Task requirements: Name every specific metro area or state mentioned in the post below on coronavirus, the economy, and the election.

Selected excerpt:
____

Coronavirus, the economy, and the election: the jury is still out on all three

Coronavirus, the economy, and the election: the jury is still out on all three

There is some housing data out today; I’ll probably have a post up about it tomorrow at Seeking Alpha, and I’ll link to it here.

Meanwhile, the jury is still out on the effects of the “reopening” of many States on coronavirus infections.

Here’s a graph of the 7 day average of tests, new infections, hospitalizations, and deaths, divided between the Boston, NYC, Philadelphia metro areas and Michigan on the one hand and everywhere else:

Testing has continued to increase dramatically, while cases “everywhere else” have plateaued or possibly begun to slightly rise again. This still shows hospitalizations and deaths declining.

 

On a nationwide basis, new diagnoses have only declined by 3%, from 22,700 to 22,000, in the past eleven days, during which testing has roughly plateaued at the 350,000-400,000 level daily:

But Scott Gottlieb pointed to data yesterday showing that hospitalizations have begun to increase:

If tests continue in the recent range for two more days, that will give us a more “clean” period of 14 days over which to compare sequential 7 day averages. That would give us a better look at whether what is going on with diagnoses is an artifact of increased tests; or whether we are seeing an incipient “second wave” from overly-relaxed restrictions in many States.

On the bright side, Oregon looks like it has become the first moderate-sized State (its population is 4.2 million) to “crush the curve.” In the past seven days, it has averaged only 9 new diagnoses per day:

It’s probably still not quite big enough to get the national attention that would serve as an example for other States.

____

Extracted records:
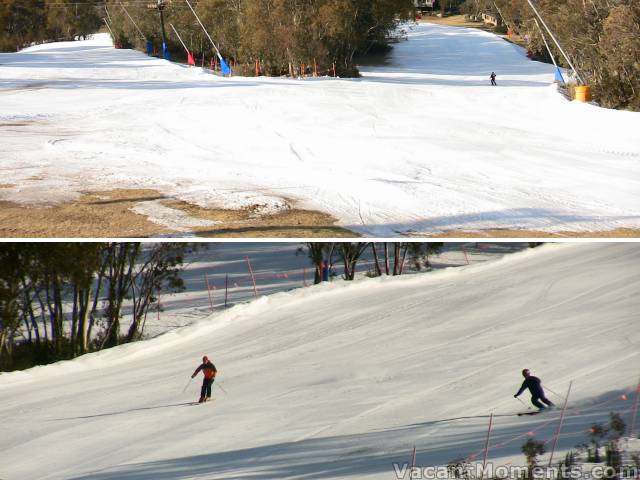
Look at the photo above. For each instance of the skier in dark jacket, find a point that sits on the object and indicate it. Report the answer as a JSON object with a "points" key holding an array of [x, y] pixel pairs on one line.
{"points": [[534, 384], [209, 370]]}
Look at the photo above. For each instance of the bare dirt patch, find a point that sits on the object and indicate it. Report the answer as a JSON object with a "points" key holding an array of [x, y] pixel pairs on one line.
{"points": [[292, 223], [455, 21], [108, 214]]}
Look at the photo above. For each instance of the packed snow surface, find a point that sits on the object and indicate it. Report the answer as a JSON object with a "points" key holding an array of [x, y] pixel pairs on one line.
{"points": [[341, 380], [421, 144]]}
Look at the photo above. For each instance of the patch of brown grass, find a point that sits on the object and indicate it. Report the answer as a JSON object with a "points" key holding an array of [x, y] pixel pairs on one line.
{"points": [[108, 214]]}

____

Output of the task: Boston, NYC, Philadelphia, Michigan, Oregon